-- EXERCISE 1 --
Decide whether each statement below agrees with the automata notes, answering yes or no for each and quoting the exact words of the text that settle it. (a) A finite automaton remembers only a finite amount of information. (b) Inputs describe the state of an automaton. (c) In tennis, a set consists of 3-5 games.

Skip to content

Automata Notes

Alex edited this page Nov 7, 2013 · 2 revisions

Motivation

A finite automaton is a formal system which we may think of as either a table or a graph.

It remembers only a finite amount of information.

Remark. This finite memory is a feature though. We cannot tell if two programs do the same thing. But we can tell if two automata perform the same thing or not. Finiteness of memory permits this to happen. (End of Remark)

Informations is represented by its state.

State changes in response to inputs.

We have rules which tell us how states change, called transitions.

So, just have caution: inputs do not describe state, they describe the transitions we take.

Applications

We can use finite automata for both design and verification of circuits and communication protocols.

They're wonderful for many text-processing applications (e.g., regular expressions).

Automata play a critical part in compilers.

But what's more: automata describe simple patterns of events, which is interesting just philosophically.

Example: Tennis

The scoring system is arcane. A "match" consists of 3-5 sets. And a "Set" consists of 6 or more games.

How does a "game" work in Tennis? One person serves throughout the game. To win a game, you must score at least 4 points. But you must also win by at least 2 points.

We will use inputs s ("server wins point") and o ("opponent wins point").

It is common to represent a finite automata by a graph, nodes represent states and edges represent transitions.

The state is <server>-<opponent> and each player has Love, 15, 30, and 40 points - in that order.

When both players are tied and have at least 3 points, they are in the deuce state. The deuce state doesn't remember the history of the game. It just results in either Advantage In (in referring to the server) if the server scores a point, or Advantage Out if the opponent scores. These new states either results in a victory or a return to deuce.

digraph {
    rankdir=LR;
        
    node [style="invis"]; start;
    node [shape="doublecircle" style=""] "Server Wins" "Opponent Wins";
        
    node [style="" shape="circle"];
    start -> "Love" [label="start"];
    "Love" -> "15-Love" [label="s"];
    "Love" -> "Love-15" [label="o"];
    "15-Love" -> "30-Love" [label="s"];
    "15-Love" -> "15-All" [label="o"];
    "Love-15" -> "15-All" [label="s"];
    "Love-15" -> "Love-30" [label="o"];
    "30-Love" -> "40-Love" [label="s"];
    "30-Love" -> "30-15" [label="o"];
    "15-All" -> "30-15" [label="s"];
    "15-All" -> "15-30" [label="o"];
    "Love-30" -> "15-30" [label="s"];
    "Love-30" -> "Love-40" [label="o"];
    "Love-40" -> "Opponent Wins" [label="o"];
    "40-Love" -> "Server Wins" [label="s"];
    "Love-40" -> "15-40" [label="s"];
    "15-30" -> "15-40" [label="o"];
    "15-30" -> "30-All" [label="s"];
    "30-15" -> "30-All" [label="o"];
    "30-15" -> "40-15" [label="s"];
    "40-Love" -> "40-15" [label="o"];
    "40-15" -> "Server Wins" [label="s"];
    "40-15" -> "40-30" [label="o"];
    "30-All" -> "40-30" [label="s"];
    "30-All" -> "30-40" [label="o"];
    "15-40" -> "30-40" [label="s"];
    "15-40" -> "Opponent Wins" [label="o"];
    "40-30" -> "Server Wins" [label="s"];
    "40-30" -> "Deuce" [label="o"];
    "30-40" -> "Deuce" [label="s"];
    "30-40" -> "Opponent Wins" [label="o"];
    "Deuce" -> "Ad-in" [label="s"];
    "Deuce" -> "Ad-out" [label="o"];
    "Ad-in" -> "Server Wins" [label="s"];
    "Ad-in" -> "Deuce" [label="o"];
    "Ad-out" -> "Opponent Wins" [label="o"];
    "Ad-out" -> "Deuce" [label="s"];
}

Accepting Inputs

Given a sequence of inputs ("input string"), we start in the start state and follow the transition from each symbol in turn.

-- EXERCISE 2 --
Return every line of the listing that contains the string "head".

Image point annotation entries

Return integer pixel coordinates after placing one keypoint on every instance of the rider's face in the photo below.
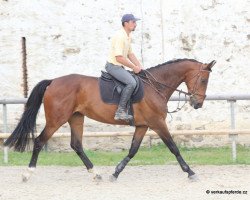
(131, 25)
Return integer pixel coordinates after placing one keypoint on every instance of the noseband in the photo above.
(195, 88)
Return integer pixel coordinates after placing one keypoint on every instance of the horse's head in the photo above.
(196, 81)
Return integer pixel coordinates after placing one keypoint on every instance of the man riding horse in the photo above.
(121, 56)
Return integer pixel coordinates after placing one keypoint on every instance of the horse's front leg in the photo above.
(138, 136)
(162, 130)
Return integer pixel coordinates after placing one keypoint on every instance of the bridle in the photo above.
(152, 81)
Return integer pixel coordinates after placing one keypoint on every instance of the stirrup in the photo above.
(122, 115)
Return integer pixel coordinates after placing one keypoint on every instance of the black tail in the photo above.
(19, 137)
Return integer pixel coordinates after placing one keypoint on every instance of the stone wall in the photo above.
(73, 36)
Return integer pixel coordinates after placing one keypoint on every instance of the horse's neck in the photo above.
(171, 75)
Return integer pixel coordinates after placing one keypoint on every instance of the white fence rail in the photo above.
(233, 133)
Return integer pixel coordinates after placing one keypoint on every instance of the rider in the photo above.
(121, 55)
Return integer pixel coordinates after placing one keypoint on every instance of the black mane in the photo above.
(175, 61)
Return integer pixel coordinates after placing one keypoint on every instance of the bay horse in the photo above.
(70, 98)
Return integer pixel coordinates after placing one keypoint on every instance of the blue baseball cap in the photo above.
(128, 17)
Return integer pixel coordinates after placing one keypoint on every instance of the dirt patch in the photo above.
(140, 182)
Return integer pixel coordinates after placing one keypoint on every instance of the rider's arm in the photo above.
(128, 63)
(134, 60)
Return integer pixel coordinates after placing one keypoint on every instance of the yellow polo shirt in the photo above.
(120, 46)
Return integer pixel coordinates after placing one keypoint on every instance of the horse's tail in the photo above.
(20, 136)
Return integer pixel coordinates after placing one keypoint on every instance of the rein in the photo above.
(151, 82)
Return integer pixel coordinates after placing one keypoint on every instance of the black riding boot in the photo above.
(121, 113)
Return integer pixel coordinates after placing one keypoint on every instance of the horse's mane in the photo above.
(174, 61)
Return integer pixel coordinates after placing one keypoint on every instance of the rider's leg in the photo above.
(125, 77)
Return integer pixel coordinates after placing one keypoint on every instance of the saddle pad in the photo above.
(110, 95)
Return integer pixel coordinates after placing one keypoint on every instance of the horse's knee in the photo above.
(76, 146)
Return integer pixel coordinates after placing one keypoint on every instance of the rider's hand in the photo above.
(137, 69)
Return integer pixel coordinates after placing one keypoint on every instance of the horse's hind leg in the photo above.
(162, 130)
(76, 124)
(39, 142)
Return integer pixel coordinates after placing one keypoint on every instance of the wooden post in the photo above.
(24, 67)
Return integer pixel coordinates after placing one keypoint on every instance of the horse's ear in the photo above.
(210, 65)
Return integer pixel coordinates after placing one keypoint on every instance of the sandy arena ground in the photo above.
(137, 183)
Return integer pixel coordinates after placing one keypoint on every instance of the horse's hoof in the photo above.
(112, 178)
(193, 178)
(98, 178)
(26, 176)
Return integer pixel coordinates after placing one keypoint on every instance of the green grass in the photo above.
(156, 155)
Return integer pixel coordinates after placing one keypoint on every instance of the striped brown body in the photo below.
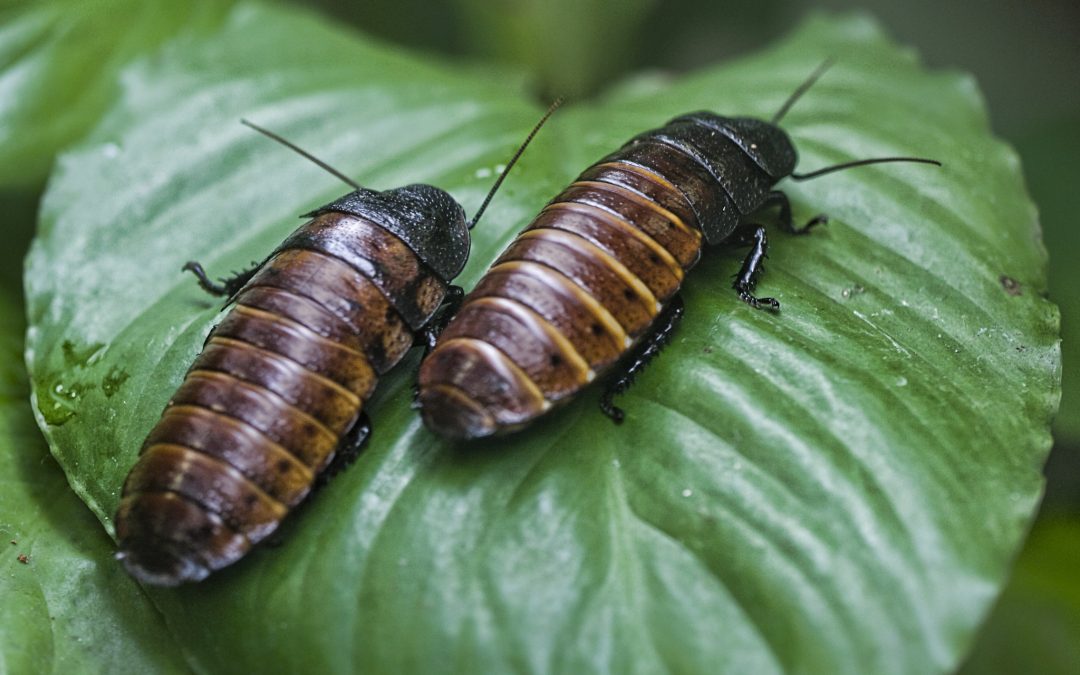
(265, 406)
(588, 280)
(569, 296)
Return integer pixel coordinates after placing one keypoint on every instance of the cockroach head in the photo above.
(765, 143)
(428, 219)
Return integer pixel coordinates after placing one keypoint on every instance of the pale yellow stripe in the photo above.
(644, 201)
(493, 353)
(307, 333)
(235, 381)
(553, 278)
(291, 363)
(220, 418)
(576, 241)
(620, 223)
(537, 323)
(221, 466)
(648, 174)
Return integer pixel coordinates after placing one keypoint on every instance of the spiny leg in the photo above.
(780, 200)
(429, 335)
(348, 450)
(645, 352)
(753, 265)
(451, 304)
(229, 286)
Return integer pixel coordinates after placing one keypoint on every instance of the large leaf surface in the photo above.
(834, 488)
(59, 61)
(66, 607)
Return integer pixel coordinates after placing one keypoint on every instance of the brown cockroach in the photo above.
(275, 399)
(593, 281)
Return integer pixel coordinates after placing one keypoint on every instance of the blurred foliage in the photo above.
(710, 551)
(59, 68)
(1036, 623)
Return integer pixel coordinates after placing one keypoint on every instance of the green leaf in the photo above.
(67, 607)
(835, 488)
(59, 61)
(1037, 619)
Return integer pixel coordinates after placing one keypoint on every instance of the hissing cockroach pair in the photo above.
(275, 399)
(592, 282)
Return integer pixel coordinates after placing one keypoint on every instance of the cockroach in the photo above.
(275, 399)
(593, 281)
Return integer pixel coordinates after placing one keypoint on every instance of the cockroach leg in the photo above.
(753, 265)
(228, 287)
(648, 346)
(352, 445)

-- FULL OUTPUT 1 --
(a) Yes: "It remembers only a finite amount of information."
(b) No: "inputs do not describe state, they describe the transitions we take."
(c) No: "a "Set" consists of 6 or more games."

-- FULL OUTPUT 2 --
Return integer pixel coordinates after placing one keypoint on every instance of the horse's head in the photo above.
Return integer pixel coordinates after placing one keypoint on every instance of the cockroach head in the photo above.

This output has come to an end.